WHAT THE EXERCISE ASKS:
Copy out, word for word, everything from the opening line of the listing down to and including the line that contains "POLYGON ((245 264, 252".
'''
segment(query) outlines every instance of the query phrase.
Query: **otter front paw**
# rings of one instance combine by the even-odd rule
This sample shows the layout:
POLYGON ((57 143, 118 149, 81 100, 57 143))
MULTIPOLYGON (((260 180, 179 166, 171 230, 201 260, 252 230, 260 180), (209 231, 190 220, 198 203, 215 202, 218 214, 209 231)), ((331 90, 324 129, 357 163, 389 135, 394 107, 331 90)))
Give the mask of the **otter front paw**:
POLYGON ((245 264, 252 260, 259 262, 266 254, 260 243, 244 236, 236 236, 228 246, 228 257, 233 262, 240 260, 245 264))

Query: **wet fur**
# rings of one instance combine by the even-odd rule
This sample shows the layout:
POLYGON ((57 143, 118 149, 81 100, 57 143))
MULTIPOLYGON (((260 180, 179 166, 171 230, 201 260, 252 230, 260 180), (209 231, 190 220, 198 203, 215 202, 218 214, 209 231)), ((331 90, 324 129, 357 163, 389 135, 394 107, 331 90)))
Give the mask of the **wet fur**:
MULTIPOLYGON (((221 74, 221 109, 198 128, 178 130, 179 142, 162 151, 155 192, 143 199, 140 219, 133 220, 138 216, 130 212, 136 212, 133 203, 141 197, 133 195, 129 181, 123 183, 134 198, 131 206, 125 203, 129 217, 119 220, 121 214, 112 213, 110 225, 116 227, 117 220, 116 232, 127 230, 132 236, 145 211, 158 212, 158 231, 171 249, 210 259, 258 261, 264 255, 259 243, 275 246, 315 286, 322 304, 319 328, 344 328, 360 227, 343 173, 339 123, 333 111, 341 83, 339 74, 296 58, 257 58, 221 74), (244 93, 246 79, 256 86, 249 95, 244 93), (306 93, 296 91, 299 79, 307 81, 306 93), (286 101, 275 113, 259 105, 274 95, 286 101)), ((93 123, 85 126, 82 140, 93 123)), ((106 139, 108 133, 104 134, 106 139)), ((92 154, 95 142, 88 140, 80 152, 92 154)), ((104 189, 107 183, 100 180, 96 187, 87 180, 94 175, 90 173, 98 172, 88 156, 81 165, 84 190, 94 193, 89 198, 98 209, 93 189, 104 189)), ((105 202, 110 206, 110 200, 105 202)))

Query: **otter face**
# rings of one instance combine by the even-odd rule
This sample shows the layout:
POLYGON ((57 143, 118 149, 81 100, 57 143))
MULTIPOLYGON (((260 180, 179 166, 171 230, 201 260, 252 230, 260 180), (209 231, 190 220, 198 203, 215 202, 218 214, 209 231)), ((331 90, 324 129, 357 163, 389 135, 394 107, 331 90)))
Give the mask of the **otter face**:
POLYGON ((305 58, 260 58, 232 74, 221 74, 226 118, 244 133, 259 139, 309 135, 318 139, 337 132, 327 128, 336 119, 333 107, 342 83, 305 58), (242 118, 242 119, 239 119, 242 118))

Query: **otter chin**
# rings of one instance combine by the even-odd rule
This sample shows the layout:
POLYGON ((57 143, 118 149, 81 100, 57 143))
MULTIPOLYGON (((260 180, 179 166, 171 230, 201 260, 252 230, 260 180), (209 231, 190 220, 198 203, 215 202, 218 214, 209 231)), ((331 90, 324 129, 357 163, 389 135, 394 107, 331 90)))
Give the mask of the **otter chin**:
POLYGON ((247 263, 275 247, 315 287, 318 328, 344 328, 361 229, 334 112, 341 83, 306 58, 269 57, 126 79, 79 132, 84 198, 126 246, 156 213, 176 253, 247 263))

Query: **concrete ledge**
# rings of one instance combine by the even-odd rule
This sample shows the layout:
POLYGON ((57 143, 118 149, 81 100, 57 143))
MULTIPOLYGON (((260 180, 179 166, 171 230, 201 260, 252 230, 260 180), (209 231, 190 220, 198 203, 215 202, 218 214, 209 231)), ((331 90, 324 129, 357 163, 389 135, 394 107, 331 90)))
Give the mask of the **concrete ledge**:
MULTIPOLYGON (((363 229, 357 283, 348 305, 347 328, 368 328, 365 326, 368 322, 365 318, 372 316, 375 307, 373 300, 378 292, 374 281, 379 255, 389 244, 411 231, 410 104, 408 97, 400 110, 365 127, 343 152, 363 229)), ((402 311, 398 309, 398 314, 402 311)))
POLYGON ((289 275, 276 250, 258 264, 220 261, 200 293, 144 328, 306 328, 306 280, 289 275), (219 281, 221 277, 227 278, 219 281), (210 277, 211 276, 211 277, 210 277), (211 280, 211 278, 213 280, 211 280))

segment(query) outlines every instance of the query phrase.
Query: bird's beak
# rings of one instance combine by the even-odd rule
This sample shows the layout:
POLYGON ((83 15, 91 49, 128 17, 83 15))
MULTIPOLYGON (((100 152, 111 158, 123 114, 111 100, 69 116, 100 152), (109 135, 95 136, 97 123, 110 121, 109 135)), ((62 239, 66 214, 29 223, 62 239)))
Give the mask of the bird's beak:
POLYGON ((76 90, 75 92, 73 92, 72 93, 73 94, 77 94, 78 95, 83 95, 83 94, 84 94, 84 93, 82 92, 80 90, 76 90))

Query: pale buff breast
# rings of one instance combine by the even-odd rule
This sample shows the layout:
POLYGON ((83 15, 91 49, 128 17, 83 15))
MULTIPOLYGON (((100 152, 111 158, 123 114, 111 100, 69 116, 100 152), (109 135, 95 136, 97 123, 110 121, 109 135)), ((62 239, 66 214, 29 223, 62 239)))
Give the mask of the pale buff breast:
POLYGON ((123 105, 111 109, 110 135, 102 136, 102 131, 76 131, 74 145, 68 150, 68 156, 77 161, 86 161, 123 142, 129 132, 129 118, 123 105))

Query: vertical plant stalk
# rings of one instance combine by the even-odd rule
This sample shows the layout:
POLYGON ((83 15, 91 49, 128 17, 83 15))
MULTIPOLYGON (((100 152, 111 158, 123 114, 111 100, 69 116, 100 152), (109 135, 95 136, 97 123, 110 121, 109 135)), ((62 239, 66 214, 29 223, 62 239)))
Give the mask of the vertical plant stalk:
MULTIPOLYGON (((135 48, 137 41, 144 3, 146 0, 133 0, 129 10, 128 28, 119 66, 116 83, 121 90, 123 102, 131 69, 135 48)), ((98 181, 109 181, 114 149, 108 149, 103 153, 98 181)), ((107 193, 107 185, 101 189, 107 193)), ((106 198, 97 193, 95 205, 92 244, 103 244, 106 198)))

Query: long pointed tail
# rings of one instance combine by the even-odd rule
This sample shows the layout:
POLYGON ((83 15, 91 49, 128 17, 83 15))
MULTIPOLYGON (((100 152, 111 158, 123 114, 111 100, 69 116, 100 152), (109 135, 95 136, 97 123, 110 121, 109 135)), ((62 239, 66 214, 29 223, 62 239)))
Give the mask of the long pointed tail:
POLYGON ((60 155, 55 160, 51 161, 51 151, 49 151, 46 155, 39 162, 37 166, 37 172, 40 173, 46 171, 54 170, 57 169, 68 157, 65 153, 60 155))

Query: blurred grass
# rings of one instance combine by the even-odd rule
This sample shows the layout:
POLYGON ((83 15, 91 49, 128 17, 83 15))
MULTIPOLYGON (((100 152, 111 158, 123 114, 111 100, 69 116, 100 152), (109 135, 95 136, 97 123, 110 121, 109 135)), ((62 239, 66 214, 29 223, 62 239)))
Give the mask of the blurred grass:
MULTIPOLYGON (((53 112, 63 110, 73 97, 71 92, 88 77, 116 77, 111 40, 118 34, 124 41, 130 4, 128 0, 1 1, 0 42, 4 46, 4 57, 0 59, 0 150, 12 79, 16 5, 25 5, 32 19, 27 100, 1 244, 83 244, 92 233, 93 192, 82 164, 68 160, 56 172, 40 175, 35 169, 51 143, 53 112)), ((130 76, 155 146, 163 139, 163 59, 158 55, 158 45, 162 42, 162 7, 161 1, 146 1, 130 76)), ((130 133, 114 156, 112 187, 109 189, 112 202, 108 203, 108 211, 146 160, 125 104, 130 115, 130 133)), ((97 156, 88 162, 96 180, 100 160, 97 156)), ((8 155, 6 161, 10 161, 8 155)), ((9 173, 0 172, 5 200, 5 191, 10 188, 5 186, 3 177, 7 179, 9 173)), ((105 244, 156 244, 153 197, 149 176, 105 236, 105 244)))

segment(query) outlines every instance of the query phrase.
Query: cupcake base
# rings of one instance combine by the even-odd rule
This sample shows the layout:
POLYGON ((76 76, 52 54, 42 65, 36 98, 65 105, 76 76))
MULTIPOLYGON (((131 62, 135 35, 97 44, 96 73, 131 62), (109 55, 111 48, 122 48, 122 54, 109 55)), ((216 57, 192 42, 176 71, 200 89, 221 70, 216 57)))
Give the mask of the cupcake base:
'''
ANSWER TO THIS TASK:
segment(query) outlines every instance of the query phrase.
Query: **otter front paw**
# rings of one instance combine by the even-odd rule
This sample shows the layout:
POLYGON ((57 143, 118 149, 81 100, 57 143))
MULTIPOLYGON (((260 180, 179 166, 171 230, 201 260, 252 230, 260 180), (209 231, 190 220, 198 203, 215 202, 218 214, 209 231)), ((331 90, 324 129, 357 163, 389 135, 394 107, 331 90)))
Give the mask of the **otter front paw**:
POLYGON ((245 264, 252 260, 259 262, 266 254, 260 243, 244 236, 236 236, 228 246, 228 257, 233 262, 240 260, 245 264))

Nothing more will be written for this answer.